- _Given exercise_
Render the lines below as a Markdown table with the columns "Row" and "Line," one row per line, skipping blank lines. Leave the pictures out of the answer.

- - -

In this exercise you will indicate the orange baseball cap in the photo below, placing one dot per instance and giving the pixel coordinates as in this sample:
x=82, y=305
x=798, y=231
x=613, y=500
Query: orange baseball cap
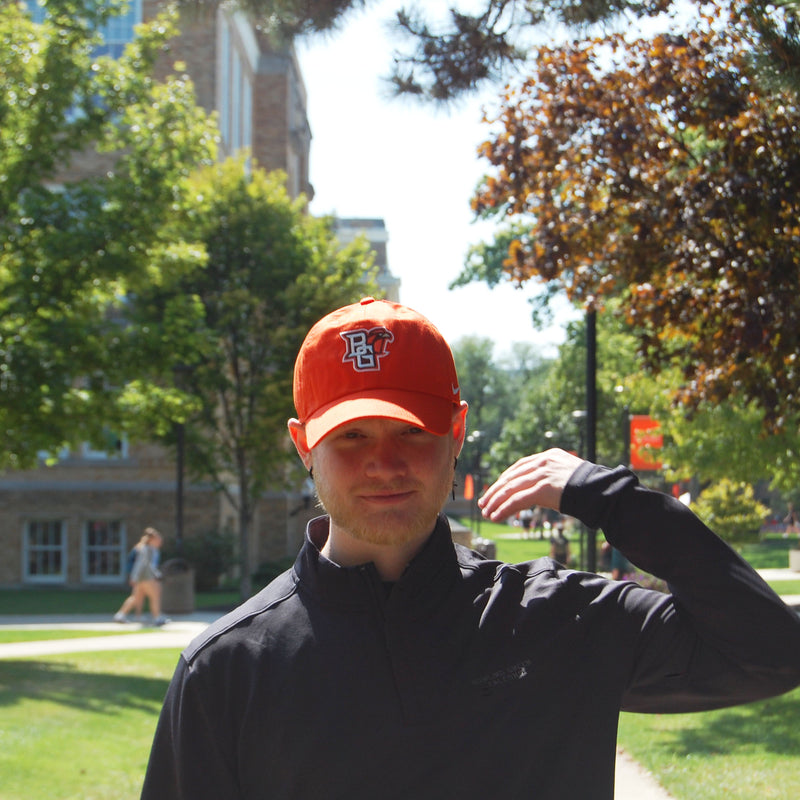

- - -

- _Solution_
| Row | Line |
|---|---|
| 1 | In this exercise you will indicate the orange baseball cap in the photo below, placing one dot per instance and giving the pixel coordinates as in this sample: |
| 2 | x=82, y=305 |
| 3 | x=798, y=231 |
| 4 | x=613, y=500 |
| 5 | Query: orange baseball cap |